■ DOCUMENT PASSAGE
+ + + + + + +

Federal maritime commissioner supports restoring Alaska cruises in 2021

Sola: Changing existing law would offer temporary solution to tourism dilemma

Federal Maritime Commissioner Louis Sola is lending his support to waiving federal cabotage restrictions, the right to operate at sea within a particular territory, as a possible option to allowing cruise ships to come to Alaska in 2021.

Sola issued a statement encouraging the Biden administration and Congress to quickly review the matter and consider a limited exception to the Passenger Vessel Services Act while simultaneously engaging the Canadian government on the diplomatic front to address this particular issue.

“Finding a temporary solution to this dilemma that balances Canadian concerns with the urgent need of communities in Alaska to benefit from a 2021 cruise season should be an area where our respective governments can find common ground,” Sola said.

The online publication Maritime Executive also noted in its Feb. 11 edition that Sola, as the fact- finding officer for the FMC, last year examined the impact of the global COVID-19 pandemic on U.S. ports and the domestic shipping industry. At that time, Sola reported that “perhaps more than any other state in the nation, the cessation of cruise operations had wrought extensive hardship upon the people and economy of Alaska.”

+ + + + + + +

■ SUPPLIED MATERIAL

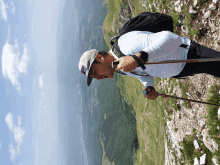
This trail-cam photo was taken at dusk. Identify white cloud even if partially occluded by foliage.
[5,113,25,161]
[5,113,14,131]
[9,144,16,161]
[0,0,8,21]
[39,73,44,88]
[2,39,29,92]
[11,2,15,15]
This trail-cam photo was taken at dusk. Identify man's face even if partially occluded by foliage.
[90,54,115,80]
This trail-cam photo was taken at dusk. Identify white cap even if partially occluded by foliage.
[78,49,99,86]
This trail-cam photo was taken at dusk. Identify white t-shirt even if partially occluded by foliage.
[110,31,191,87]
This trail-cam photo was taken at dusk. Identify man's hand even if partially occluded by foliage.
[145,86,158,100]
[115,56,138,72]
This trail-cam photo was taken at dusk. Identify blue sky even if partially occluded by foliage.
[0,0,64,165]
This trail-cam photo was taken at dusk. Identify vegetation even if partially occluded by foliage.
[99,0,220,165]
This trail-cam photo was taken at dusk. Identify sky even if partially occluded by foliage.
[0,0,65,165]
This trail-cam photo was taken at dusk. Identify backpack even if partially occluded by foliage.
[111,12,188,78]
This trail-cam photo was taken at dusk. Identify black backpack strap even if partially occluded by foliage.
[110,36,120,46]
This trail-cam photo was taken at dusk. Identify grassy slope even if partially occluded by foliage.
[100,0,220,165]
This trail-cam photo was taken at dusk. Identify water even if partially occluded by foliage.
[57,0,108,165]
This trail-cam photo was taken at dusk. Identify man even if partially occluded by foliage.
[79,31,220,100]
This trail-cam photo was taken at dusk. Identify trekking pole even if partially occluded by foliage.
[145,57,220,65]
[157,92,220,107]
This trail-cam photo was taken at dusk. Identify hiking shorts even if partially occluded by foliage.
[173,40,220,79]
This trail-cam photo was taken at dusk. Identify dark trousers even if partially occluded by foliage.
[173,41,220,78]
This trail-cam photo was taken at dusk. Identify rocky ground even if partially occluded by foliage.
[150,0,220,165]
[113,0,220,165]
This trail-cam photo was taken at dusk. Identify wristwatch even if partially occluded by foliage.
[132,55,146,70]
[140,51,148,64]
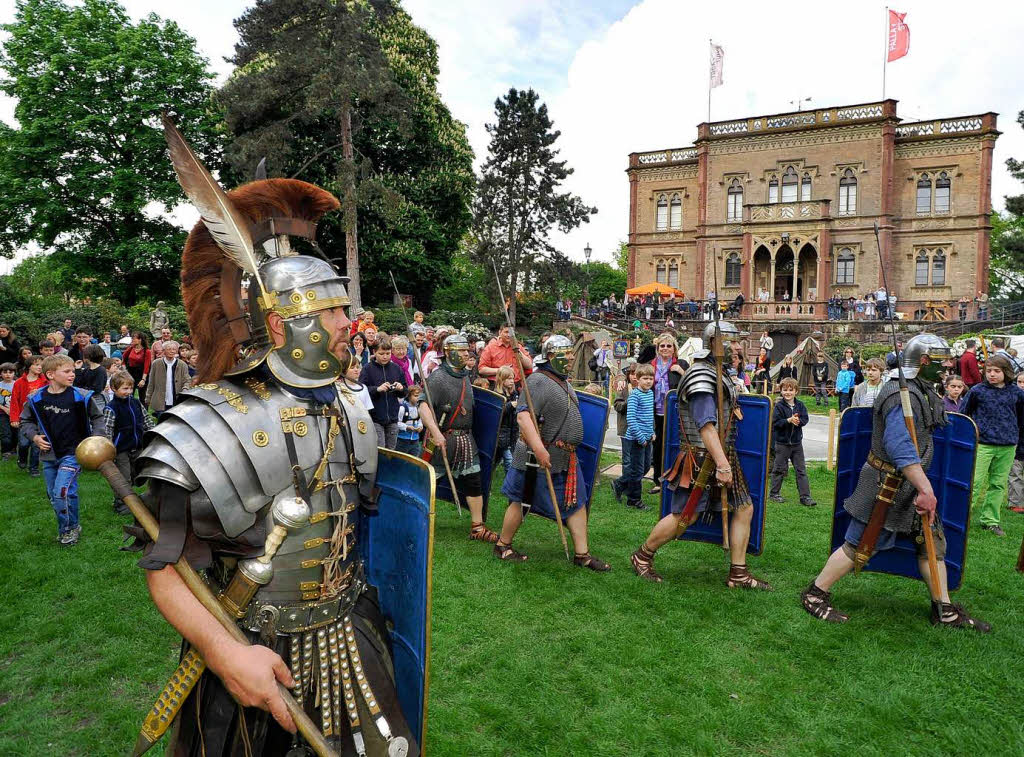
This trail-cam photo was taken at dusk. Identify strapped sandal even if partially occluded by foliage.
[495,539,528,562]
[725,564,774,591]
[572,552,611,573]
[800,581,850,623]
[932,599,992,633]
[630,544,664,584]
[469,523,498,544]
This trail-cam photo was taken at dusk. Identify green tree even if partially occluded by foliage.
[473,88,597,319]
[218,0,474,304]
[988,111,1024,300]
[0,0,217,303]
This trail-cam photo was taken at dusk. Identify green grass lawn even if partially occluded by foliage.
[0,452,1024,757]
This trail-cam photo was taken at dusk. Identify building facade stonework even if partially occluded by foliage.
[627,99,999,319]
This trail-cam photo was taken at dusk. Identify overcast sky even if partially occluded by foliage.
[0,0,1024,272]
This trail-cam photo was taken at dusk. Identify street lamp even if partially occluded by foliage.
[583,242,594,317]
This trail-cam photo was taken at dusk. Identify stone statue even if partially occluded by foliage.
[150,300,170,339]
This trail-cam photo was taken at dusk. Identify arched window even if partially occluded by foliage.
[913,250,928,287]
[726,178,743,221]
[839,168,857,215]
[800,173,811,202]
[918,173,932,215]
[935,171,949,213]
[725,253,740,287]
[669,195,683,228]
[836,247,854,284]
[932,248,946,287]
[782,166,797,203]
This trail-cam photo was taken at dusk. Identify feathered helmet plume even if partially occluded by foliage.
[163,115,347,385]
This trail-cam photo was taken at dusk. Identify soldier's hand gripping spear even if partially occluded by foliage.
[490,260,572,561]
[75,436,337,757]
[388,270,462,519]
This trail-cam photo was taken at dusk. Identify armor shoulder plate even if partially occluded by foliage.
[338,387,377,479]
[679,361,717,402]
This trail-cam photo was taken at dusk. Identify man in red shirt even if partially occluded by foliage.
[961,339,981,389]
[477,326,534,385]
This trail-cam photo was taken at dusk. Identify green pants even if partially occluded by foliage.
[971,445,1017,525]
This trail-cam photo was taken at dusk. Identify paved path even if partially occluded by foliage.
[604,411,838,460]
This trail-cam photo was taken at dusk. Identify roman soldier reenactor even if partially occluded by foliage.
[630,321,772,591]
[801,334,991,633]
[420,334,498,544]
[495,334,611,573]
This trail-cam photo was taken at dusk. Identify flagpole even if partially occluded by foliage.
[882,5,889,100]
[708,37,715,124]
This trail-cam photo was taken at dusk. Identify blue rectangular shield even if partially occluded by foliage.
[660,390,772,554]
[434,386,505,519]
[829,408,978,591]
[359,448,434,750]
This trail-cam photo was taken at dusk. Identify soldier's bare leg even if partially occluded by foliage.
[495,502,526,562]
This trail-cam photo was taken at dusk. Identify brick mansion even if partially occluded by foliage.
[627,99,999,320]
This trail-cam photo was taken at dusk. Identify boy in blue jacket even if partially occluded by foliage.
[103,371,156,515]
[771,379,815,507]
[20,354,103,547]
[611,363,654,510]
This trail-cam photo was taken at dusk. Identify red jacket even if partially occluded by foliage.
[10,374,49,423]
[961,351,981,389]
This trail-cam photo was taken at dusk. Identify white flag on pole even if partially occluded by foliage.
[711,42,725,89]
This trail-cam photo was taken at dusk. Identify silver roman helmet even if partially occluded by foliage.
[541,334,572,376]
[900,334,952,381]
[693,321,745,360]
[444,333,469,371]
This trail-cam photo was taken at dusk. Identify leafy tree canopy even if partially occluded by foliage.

+ + + + + + +

■ REQUIRED ACTIONS
1) Answer these questions about the article on Alaska cruises above:
(a) To which law does Sola suggest a limited exception?
(b) Which online publication noted Sola's earlier work in its Feb. 11 edition?
(c) What did Sola examine last year as the FMC's fact-finding officer?
2) Please list every government or government body named in the article on Alaska cruises.

■ RESULTS FOR THE EXERCISE
1)
(a) The Passenger Vessel Services Act.
(b) Maritime Executive.
(c) The impact of the global COVID-19 pandemic on U.S. ports and the domestic shipping industry.

2)
- The Biden administration
- Congress
- The Canadian government
- The FMC